:: TASK DETAILS ::
Begin at the line of the listing that has "Find the tomato" and stop at the end of the listing. Reproduce those lines with "tomato sauce" switched to "pizza sauce" and all else unchanged.

:: Stored data ::
## Start
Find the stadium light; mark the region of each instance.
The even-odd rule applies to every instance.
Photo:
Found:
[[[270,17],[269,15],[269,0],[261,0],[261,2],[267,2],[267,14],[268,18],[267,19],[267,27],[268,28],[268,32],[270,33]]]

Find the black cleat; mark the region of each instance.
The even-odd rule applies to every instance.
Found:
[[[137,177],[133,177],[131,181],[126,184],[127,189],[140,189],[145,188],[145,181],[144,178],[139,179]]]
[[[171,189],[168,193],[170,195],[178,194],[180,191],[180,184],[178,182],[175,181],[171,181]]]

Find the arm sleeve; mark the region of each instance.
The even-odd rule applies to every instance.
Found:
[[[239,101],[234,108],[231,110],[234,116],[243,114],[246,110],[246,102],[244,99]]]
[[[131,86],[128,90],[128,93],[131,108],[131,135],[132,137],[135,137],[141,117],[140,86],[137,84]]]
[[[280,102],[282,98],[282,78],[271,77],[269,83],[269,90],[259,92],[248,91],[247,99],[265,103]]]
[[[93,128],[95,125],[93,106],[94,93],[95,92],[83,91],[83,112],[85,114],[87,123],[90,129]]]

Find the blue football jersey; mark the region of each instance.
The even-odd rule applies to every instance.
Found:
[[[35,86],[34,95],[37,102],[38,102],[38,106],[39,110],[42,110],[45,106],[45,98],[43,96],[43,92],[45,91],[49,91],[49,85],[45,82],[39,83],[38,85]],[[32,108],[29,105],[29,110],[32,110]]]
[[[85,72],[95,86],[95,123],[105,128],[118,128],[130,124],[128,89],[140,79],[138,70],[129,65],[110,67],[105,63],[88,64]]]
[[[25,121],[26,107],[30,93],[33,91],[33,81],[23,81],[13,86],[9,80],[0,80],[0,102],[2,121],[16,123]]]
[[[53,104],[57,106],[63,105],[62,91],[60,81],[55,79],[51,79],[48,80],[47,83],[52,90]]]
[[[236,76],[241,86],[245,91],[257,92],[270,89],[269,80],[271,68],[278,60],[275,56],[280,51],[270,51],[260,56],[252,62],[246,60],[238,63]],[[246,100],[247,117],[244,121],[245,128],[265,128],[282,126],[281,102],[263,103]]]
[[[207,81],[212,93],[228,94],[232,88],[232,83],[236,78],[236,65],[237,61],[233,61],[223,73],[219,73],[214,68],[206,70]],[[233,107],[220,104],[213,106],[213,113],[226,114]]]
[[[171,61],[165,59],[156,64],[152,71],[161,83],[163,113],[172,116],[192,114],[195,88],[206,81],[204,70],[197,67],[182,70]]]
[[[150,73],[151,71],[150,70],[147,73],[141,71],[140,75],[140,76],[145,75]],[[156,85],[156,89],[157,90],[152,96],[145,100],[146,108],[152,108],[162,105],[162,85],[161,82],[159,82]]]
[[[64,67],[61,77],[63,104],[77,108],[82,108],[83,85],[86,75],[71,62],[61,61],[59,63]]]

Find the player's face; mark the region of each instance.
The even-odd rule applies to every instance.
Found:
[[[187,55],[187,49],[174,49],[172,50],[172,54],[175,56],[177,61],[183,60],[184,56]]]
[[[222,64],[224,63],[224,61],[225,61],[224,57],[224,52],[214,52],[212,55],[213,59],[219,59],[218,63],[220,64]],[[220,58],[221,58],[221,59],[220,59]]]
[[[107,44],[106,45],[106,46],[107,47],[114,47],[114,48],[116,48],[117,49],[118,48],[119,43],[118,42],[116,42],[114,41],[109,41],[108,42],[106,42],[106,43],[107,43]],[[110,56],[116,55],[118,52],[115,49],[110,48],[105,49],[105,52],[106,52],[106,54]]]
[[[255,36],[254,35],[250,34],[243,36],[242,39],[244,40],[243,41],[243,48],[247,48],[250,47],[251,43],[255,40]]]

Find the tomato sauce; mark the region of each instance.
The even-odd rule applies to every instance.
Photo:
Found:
## End
:: RESULT ::
Find the pizza sauce; mark the region of each instance.
The even-odd rule applies to every instance.
Photo:
Found:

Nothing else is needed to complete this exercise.